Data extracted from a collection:
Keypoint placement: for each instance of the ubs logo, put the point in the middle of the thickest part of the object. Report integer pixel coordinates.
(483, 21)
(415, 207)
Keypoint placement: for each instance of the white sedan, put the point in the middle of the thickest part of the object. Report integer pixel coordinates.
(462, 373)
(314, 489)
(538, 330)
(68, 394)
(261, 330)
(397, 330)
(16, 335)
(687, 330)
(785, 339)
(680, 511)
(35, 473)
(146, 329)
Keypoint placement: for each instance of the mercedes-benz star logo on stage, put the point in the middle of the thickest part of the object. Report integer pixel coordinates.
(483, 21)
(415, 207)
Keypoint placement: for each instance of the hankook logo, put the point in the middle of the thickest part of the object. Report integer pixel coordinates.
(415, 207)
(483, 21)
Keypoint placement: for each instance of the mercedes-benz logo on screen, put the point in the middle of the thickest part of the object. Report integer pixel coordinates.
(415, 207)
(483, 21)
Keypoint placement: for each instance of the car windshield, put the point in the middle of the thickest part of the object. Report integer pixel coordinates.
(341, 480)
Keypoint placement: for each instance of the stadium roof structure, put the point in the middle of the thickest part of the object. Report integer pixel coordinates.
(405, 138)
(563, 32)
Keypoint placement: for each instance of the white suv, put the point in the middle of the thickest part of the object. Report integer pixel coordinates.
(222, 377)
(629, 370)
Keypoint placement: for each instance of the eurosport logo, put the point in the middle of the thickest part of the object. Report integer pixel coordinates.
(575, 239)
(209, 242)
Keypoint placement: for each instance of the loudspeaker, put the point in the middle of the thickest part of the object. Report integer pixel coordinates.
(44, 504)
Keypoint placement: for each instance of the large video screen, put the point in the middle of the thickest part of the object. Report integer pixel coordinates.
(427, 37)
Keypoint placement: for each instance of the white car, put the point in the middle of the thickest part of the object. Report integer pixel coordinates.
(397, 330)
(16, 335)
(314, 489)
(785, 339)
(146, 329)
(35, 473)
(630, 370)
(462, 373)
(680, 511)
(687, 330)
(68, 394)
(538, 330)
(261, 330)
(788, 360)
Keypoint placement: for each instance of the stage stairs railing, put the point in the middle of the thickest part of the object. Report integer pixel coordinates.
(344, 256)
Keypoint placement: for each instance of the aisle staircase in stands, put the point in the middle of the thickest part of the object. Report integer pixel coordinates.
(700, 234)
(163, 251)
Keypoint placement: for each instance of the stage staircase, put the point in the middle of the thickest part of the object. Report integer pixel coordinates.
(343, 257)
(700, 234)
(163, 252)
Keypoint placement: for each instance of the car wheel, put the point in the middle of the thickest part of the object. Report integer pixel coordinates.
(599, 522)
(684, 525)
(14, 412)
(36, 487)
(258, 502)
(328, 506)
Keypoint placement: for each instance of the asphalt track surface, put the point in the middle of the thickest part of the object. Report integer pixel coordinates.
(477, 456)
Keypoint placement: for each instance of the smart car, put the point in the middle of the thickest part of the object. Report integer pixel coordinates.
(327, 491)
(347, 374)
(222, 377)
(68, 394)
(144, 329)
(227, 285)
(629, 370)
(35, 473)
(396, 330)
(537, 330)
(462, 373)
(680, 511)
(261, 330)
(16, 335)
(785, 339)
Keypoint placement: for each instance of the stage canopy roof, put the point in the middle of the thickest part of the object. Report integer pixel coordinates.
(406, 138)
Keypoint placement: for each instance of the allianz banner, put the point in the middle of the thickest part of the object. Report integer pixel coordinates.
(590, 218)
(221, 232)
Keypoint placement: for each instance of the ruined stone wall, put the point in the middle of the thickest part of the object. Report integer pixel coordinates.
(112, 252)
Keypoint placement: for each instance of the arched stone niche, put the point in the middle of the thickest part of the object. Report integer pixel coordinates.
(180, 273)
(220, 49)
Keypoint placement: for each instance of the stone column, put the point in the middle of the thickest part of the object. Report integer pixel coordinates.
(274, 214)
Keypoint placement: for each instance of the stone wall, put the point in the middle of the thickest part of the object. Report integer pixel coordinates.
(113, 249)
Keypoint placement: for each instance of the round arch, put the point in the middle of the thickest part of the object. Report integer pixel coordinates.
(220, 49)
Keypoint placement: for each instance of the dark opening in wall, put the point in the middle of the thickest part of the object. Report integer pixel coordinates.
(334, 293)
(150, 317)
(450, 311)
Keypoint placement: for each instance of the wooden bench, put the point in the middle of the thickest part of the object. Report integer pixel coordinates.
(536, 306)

Exercise: Print each entry above word for word, leaving none out.

Exercise response:
Keypoint placement: for each instance of the ubs logo, put the point in the middle of the thickest part of the object. Report integer pixel coordinates.
(483, 21)
(415, 207)
Keypoint placement: for each instance of the white sedan, put the point in the middle of the thickest part of the object. Report integer pixel coordinates.
(462, 373)
(314, 489)
(538, 330)
(68, 394)
(261, 330)
(397, 330)
(16, 335)
(687, 330)
(785, 339)
(680, 511)
(35, 473)
(146, 329)
Keypoint placement: for each instance of the mercedes-benz star logo on stage, put the point in the middle of the thickest part of the object. Report integer pixel coordinates.
(483, 21)
(415, 207)
Keypoint placement: for each instance of the hankook logo, put the point in the middle of the thickest part of the object. Report integer pixel coordinates.
(415, 207)
(483, 21)
Keypoint placement: for each instance of the mercedes-benz logo on screen, put the point in the middle of the thickest part of the object. Report integer pixel coordinates.
(415, 207)
(483, 21)
Keypoint placement: for each instance of the car windshield, put the point in the middle of the thickest part of the object. Report integer pixel coordinates.
(341, 480)
Keypoint placement: for each instance of the stadium roof structure, put the point in the middle of the thickest part of the object. Report integer pixel coordinates.
(405, 138)
(563, 32)
Keypoint placement: for each instance of the white suv, put the point in the middle of the thickest part of the object. Report integer pixel coordinates.
(222, 377)
(629, 370)
Keypoint placement: for each instance of the eurosport logo, put the point in the middle of the thickest part of the object. Report integer pixel coordinates.
(575, 239)
(209, 242)
Keypoint placement: for each instance of the loudspeaker, put the point in the middle of the thickest part of the object. Report integer pixel coordinates.
(44, 504)
Keypoint placement: for each instance of the large video screen, put the point in the middle of the thickest part of the object. Report integer pixel coordinates.
(427, 37)
Keypoint placement: for each instance of the white car, put the point in the middle of the thickest part of the object. Report integer pixel coordinates.
(397, 330)
(16, 335)
(314, 489)
(785, 339)
(146, 329)
(35, 473)
(630, 370)
(462, 373)
(680, 511)
(687, 330)
(68, 394)
(538, 330)
(261, 330)
(788, 360)
Keypoint placement: for each instance of the stage stairs railing, put the point in the middle of the thickest part of the object. Report integer pixel coordinates.
(344, 256)
Keypoint placement: for each instance of the aisle staircase in stands, put the point in the middle of the thickest part of the object. Report integer pixel coordinates.
(700, 234)
(163, 251)
Keypoint placement: for each instance of the stage staircase, put the point in the middle of the thickest part of the object. Report integer pixel coordinates.
(343, 257)
(700, 234)
(163, 252)
Keypoint placement: for each instance of the car wheel, put the point in the middle of the thickest part of the object. Report integer pixel coordinates.
(599, 522)
(684, 525)
(14, 412)
(36, 487)
(258, 502)
(328, 506)
Keypoint placement: for each instance of the asphalt track surface, put the point in the middle of the thickest part of the object. Report integer pixel coordinates.
(477, 456)
Keypoint placement: for each instance of the smart car, put the point in the middle of the thickest part of the object. Report integer pixel coordinates.
(327, 491)
(347, 374)
(222, 377)
(68, 394)
(144, 329)
(227, 285)
(629, 370)
(35, 473)
(396, 330)
(537, 330)
(462, 373)
(680, 511)
(261, 330)
(16, 335)
(785, 339)
Keypoint placement: for each instance of the stage canopy roof, put the point in the middle of the thickest part of the object. Report integer pixel coordinates.
(406, 138)
Keypoint placement: for each instance of the allianz banner, put the point in the middle of the thickest part of the object. Report integer pixel coordinates.
(590, 218)
(221, 232)
Keypoint placement: for each instance of the ruined stone wall, put the point in the middle of the thickest part of the object. Report integer pixel coordinates.
(112, 252)
Keypoint placement: for each instance of the arched stone niche, put the point in the middle of the thickest part of the object. Report integer pixel coordinates.
(180, 273)
(220, 49)
Keypoint placement: for each instance of the stone column, put the point in the middle of the thickest part of the object. Report integer pixel coordinates.
(274, 214)
Keypoint placement: for each instance of the stone wall, put the point in the middle of the thickest part of the object. Report integer pixel coordinates.
(113, 249)
Keypoint placement: for each instance of the round arch, put the point in the middle of the thickest part of the object. Report integer pixel coordinates.
(220, 49)
Keypoint placement: for each instance of the dark opening in wall, put the point in the middle of the thickest part of the object. Report integer pixel coordinates.
(334, 293)
(150, 317)
(450, 311)
Keypoint placement: for each instance of the wooden bench, put the point in the middle of the thickest part of the object. Report integer pixel coordinates.
(536, 306)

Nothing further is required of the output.